[Start of The records]

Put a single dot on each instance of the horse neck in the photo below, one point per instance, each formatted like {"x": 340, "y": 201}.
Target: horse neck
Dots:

[End of The records]
[Start of The records]

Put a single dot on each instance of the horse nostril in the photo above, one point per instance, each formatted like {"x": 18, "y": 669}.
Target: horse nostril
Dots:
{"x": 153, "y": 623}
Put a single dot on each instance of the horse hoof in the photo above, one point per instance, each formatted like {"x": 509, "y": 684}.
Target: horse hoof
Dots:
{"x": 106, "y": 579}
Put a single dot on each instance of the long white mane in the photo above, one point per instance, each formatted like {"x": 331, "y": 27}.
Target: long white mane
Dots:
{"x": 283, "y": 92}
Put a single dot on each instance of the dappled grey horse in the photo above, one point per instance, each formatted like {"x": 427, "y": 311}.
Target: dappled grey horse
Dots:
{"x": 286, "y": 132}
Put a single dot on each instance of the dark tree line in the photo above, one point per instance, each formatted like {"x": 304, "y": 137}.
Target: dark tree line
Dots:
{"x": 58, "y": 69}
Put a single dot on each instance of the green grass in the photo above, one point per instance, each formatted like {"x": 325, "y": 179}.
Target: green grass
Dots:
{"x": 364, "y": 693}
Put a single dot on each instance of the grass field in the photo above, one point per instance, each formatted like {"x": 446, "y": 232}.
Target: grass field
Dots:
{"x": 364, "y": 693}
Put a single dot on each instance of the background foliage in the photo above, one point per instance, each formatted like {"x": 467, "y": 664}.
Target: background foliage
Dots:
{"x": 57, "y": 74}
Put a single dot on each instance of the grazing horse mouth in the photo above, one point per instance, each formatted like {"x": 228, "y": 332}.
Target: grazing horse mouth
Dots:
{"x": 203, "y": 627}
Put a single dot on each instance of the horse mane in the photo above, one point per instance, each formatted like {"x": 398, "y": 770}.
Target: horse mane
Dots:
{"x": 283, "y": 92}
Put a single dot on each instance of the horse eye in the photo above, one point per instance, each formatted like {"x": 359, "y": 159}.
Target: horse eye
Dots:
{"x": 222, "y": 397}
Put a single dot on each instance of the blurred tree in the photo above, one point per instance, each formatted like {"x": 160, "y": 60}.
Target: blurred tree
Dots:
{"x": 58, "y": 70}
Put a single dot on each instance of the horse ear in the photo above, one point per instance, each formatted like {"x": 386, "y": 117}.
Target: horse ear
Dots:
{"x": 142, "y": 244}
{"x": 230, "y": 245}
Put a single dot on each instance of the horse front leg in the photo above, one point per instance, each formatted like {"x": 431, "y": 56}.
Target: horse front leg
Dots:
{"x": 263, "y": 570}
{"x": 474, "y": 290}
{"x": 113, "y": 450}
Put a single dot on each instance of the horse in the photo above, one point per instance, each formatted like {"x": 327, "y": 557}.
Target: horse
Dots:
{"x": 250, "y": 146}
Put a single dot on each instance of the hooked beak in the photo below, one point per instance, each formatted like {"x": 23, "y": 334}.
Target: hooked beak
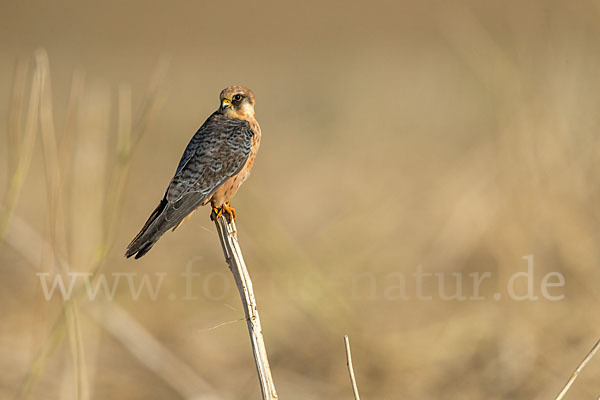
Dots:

[End of The records]
[Start of The records]

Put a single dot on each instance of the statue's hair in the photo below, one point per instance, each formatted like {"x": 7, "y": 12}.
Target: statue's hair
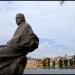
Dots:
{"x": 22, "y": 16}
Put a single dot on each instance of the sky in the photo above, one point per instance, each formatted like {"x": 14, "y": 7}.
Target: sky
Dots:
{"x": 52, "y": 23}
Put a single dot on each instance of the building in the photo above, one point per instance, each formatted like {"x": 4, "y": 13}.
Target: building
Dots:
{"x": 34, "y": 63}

[End of The records]

> _Prompt_
Pull out every line of the rows above that contains the word "mouth". Case counts.

> _Exercise response_
Put a single dot on each instance of the grazing horse mouth in the photo above, one point per instance, each formatted like {"x": 228, "y": 332}.
Target: grazing horse mouth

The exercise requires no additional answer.